## Requirement 1:
How would you say this sentence from the Gregory Erickson interview in Spanish: "During the summers I was a construction worker and was considering that for a career."?
## Requirement 2:
Can you write the next part of the Gregory Erickson interview, picking up after its final sentence?

## Provided passage:
#####
Dr Gregory M. Erickson, Florida State University
Specialist in dinosaur paleobiology
1. What first got you interested or involved in your research field?
I liked dinosaurs when I was a kid but found other interests by the time I hit middle school. I was originally an engineering major and then a wildlife management major (my father was a large game biologist) at the University of Washington. I wasn’t sure what I wanted to do. During the summers I was a construction worker and was considering that for a career. My roomate was a geology major, and I realized that just by taking a few courses I could graduate and move on. I took a dinosaur class from John Rensberger. The course was inspired by Bob Bakker’s Dinosaur Heresies. John invited me on a dig. He encouraged me to consider a career in vert paleo. It was then that I realized my background in biology and engineering could provide for new insights in vert paleo. After a year or so of working in the miserable Seattle rain, I decided that I had had enough and decided to take the GRE and go to grad school. I was accepted into Jack Horner’s program. The rest is history.
#####
## Provided information:

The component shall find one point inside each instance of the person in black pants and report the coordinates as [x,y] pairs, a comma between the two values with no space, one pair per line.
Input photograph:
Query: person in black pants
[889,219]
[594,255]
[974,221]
#####
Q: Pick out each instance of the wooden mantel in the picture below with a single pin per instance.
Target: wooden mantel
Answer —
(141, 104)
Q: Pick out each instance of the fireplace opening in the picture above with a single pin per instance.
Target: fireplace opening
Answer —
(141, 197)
#####
## Final answer 1:
Durante los veranos trabajaba en la construcción y estaba considerando dedicarme a eso como carrera.

## Final answer 2:
2. What is your favourite piece of research?
I am most proud of the work I have done on dinosaur dentitions
3. What do you think is the most interesting or important discovery in your field in recent years?
The rediscovery that birds are dinosaurs.
4. What do you think is the biggest unanswered question in your field right now?
Hard to say. I think that if we could readily determine the sex of dinosaurs that it would have huge ramifications for our understanding of dinosaur paleobiology
5. What advice would you give to students about research?
Writing skills are critical for survivorship as a professional paleontologist. The pen is mightier than the pick.